* **SUPPLIED DATA**:
.....
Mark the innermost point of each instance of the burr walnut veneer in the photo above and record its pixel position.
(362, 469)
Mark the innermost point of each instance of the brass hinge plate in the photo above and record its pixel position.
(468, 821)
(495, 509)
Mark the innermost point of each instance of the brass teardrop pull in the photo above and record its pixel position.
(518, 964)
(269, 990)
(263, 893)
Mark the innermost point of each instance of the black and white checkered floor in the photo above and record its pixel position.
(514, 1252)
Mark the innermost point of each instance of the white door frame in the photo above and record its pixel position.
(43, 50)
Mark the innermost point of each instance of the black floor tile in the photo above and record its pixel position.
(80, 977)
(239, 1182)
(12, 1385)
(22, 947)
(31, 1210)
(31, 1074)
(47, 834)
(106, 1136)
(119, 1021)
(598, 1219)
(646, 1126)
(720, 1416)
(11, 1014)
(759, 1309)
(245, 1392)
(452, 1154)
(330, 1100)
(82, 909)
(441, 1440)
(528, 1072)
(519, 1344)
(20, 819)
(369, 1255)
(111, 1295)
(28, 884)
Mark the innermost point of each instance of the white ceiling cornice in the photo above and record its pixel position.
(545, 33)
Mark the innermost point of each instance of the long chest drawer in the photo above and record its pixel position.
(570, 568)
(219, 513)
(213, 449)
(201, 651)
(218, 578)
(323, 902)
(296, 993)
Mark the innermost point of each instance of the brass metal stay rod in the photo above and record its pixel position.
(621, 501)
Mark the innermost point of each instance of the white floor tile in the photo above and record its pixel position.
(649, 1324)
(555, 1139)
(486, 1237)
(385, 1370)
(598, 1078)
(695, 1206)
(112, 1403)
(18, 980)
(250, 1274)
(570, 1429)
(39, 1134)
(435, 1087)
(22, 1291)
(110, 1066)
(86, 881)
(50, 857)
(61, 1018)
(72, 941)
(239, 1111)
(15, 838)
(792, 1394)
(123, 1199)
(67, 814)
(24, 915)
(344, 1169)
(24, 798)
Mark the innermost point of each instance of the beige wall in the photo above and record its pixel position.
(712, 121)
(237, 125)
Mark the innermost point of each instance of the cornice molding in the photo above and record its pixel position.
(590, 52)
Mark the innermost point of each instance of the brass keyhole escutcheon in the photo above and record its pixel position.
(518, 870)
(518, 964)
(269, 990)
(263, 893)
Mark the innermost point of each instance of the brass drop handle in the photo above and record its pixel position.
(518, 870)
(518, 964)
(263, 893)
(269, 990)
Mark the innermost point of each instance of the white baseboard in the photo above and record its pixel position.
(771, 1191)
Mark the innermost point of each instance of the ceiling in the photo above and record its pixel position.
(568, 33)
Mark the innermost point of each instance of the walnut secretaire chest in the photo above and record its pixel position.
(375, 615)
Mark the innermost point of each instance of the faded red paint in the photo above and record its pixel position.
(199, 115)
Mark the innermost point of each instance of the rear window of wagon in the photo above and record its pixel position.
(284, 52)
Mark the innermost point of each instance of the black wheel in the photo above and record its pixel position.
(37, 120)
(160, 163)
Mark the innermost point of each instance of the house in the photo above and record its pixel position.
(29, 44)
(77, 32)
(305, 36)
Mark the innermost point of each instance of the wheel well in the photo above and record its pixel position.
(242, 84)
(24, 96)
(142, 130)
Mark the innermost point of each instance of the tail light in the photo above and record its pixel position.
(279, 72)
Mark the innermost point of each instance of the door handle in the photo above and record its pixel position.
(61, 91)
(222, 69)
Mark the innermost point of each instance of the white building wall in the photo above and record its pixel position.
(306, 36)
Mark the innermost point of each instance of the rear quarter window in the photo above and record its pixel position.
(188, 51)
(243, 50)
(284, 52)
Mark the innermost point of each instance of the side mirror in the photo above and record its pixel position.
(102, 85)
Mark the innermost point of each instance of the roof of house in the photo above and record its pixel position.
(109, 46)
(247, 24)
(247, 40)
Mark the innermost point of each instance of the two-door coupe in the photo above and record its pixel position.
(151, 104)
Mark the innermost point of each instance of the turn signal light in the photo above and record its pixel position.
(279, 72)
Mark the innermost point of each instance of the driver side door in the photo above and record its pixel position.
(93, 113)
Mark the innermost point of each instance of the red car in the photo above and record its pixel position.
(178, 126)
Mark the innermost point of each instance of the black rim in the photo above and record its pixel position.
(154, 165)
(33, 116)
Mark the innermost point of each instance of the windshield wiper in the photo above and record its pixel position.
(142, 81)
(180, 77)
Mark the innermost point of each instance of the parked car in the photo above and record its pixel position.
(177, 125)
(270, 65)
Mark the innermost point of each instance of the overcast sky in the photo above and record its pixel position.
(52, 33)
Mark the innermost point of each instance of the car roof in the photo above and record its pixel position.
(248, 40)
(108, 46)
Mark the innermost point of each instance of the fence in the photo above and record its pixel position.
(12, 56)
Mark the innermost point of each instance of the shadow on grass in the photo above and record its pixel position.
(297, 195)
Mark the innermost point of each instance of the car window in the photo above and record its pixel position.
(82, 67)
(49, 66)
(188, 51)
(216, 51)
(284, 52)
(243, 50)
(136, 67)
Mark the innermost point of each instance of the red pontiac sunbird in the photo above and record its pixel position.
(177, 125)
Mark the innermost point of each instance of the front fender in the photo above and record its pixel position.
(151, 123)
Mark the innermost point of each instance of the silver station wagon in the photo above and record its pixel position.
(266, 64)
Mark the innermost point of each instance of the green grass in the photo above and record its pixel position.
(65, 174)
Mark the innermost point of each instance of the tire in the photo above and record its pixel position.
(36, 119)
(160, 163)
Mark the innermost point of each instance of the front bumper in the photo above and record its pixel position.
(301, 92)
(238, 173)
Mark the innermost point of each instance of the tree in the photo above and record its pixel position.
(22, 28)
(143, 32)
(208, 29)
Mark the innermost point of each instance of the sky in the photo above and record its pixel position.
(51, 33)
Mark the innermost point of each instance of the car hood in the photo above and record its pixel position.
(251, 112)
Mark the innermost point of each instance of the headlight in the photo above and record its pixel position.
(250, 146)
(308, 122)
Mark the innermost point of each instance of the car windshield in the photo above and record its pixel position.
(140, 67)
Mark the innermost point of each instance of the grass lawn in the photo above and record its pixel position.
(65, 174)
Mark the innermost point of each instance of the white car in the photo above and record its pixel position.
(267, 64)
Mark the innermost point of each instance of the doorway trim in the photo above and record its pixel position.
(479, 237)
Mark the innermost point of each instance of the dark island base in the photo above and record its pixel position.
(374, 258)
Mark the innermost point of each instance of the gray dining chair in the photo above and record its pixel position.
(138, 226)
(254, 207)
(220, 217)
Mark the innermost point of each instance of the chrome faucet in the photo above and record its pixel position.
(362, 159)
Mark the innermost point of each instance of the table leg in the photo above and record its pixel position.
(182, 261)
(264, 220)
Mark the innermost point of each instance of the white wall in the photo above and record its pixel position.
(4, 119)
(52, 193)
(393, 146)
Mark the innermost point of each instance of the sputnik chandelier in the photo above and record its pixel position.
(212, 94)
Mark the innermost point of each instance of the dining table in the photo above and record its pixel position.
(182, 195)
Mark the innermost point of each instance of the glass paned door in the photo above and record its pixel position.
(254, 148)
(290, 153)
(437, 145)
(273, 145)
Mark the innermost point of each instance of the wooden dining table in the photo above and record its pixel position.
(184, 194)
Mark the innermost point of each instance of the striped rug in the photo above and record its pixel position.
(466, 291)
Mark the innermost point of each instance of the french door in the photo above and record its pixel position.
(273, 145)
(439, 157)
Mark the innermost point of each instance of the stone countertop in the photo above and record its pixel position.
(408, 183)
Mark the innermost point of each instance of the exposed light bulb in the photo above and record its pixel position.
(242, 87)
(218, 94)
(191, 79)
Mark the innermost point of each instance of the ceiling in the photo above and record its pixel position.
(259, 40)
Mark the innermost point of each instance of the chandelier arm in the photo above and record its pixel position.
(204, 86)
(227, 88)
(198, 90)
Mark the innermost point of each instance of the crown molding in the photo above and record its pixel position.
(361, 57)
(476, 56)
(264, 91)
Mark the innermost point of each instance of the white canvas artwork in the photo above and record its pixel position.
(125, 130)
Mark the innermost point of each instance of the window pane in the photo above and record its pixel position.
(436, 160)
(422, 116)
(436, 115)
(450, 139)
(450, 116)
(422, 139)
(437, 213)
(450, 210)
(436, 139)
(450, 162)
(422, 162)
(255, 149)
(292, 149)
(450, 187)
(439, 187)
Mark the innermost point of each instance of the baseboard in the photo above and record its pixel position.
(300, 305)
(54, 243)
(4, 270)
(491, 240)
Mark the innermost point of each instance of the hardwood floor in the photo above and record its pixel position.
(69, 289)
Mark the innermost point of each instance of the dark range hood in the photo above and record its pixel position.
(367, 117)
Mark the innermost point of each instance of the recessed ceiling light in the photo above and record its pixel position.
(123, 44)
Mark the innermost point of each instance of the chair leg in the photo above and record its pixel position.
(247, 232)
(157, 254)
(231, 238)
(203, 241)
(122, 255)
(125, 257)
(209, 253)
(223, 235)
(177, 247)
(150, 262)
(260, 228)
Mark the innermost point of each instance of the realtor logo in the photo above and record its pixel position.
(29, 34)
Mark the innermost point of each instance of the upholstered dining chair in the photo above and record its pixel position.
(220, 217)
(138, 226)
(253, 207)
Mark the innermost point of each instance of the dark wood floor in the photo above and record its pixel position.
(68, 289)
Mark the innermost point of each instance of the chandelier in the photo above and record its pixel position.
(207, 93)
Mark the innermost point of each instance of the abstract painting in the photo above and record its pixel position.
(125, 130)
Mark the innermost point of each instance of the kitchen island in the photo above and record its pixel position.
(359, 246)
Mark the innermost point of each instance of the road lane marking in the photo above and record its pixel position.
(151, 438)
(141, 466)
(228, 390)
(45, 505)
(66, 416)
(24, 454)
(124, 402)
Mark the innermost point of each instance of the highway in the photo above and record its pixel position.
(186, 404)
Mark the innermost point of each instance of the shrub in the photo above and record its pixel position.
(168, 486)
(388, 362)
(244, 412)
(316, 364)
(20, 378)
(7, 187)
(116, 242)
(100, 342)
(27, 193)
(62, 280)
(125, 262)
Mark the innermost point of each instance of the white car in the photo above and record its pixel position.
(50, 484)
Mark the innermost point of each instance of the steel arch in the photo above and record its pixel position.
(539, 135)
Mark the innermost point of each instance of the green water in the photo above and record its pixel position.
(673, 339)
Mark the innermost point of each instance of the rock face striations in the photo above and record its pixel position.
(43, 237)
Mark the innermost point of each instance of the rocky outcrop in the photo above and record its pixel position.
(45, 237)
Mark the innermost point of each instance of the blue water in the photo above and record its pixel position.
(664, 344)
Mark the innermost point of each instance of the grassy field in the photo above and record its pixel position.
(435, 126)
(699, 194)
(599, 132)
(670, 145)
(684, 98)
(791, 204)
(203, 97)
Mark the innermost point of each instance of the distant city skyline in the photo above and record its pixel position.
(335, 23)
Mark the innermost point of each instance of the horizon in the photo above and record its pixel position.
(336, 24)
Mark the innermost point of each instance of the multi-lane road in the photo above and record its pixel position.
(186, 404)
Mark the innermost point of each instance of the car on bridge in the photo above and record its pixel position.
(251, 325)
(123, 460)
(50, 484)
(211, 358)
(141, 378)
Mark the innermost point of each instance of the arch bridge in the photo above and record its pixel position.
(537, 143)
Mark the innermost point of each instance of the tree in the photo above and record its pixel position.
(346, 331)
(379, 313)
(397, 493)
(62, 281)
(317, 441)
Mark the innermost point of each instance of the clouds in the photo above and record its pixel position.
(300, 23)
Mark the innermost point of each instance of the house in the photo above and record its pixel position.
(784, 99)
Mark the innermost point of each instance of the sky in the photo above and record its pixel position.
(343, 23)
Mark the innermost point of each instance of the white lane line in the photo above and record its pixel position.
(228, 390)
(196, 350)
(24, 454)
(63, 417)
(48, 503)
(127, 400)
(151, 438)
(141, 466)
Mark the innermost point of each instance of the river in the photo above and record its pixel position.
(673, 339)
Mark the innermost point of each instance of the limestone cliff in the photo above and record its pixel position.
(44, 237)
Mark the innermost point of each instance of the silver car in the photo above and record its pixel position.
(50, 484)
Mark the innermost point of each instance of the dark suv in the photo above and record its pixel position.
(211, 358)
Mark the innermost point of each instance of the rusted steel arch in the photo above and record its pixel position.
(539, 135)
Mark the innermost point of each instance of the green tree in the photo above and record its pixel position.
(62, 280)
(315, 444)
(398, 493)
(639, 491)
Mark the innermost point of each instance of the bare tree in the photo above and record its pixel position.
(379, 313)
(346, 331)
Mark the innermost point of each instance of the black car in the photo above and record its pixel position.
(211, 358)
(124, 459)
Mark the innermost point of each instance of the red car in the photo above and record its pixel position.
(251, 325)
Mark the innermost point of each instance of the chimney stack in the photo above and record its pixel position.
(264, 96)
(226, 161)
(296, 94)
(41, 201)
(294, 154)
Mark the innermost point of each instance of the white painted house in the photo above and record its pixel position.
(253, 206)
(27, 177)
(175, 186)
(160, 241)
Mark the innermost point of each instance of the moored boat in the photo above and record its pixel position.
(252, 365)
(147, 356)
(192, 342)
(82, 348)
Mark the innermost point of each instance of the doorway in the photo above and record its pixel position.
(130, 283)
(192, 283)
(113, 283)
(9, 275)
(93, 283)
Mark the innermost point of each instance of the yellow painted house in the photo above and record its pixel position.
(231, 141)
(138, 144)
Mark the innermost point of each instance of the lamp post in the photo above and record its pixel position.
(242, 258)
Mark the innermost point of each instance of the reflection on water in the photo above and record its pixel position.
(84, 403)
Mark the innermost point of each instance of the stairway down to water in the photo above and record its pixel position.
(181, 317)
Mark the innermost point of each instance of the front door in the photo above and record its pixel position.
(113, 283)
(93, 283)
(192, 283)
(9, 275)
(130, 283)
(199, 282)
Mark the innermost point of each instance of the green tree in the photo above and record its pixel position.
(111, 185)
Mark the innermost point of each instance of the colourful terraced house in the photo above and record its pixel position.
.....
* **WHAT THE EXERCISE ASKS**:
Reproduce nothing but the lines from the line containing "Mark the innermost point of each instance of the black car" to the last line of the data, each exactly as written.

* **SOLUTION FOR THIS PROBLEM**:
Mark the innermost point of each instance of the black car in the photo above and record its pixel position.
(211, 358)
(124, 459)
Mark the innermost point of each instance of the red car in the photo above and record its pixel position.
(251, 325)
Mark the innermost point of each instance of the chimney stack in the photo above and record its pixel position.
(264, 96)
(226, 161)
(296, 94)
(41, 201)
(294, 154)
Mark the innermost point of each instance of the white painted house in the photo above and record its pixel position.
(253, 206)
(27, 177)
(175, 186)
(160, 241)
Mark the innermost point of each instance of the moored boat in the photo above and record its pixel position.
(252, 365)
(147, 356)
(192, 342)
(82, 348)
Mark the innermost point of each instance of the doorway in the photo above and record its pixel position.
(130, 283)
(192, 283)
(113, 283)
(9, 275)
(93, 283)
Mark the innermost point of each instance of the yellow painted house in the photo above and record its pixel position.
(231, 141)
(138, 144)
Mark the innermost point of each instance of the lamp post in the photo above and record its pixel position.
(242, 258)
Mark the innermost point of each instance of the reflection on water in the photo above and record its pixel position.
(84, 403)
Mark the innermost point of each instance of the stairway down to water in the photo above and record its pixel position.
(181, 317)
Mark the innermost point of each instance of the front door in the photo above and record its pixel position.
(113, 283)
(93, 283)
(192, 283)
(9, 275)
(130, 283)
(199, 282)
Mark the innermost point of each instance of the green tree in the photo above and record its pixel position.
(111, 185)
Mark the innermost point of each instance of the colourful terraced house in the photo above and record its pixel position.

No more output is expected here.